Assigned task:
Across the entries, count the lines that include "path" and report only that number.

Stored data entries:
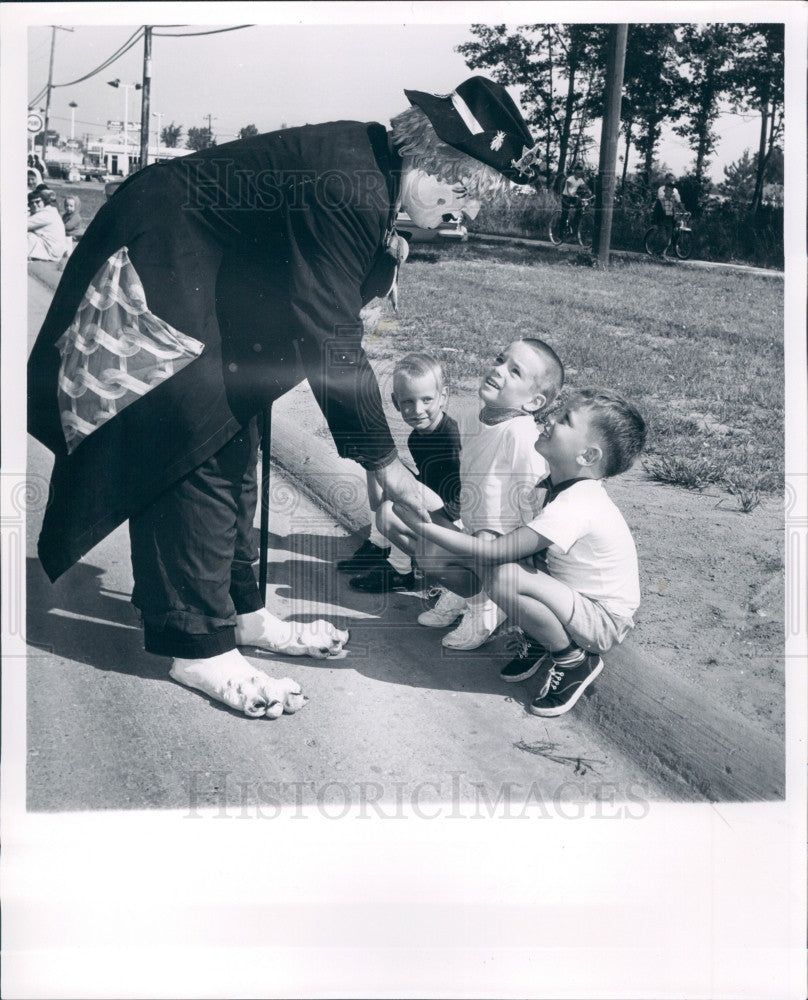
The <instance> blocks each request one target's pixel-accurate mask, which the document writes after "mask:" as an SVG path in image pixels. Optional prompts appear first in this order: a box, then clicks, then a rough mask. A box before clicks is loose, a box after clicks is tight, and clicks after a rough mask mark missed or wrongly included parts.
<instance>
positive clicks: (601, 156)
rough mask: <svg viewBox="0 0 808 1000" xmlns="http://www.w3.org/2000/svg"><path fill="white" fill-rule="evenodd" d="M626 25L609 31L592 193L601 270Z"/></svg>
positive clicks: (612, 198)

Worked solution:
2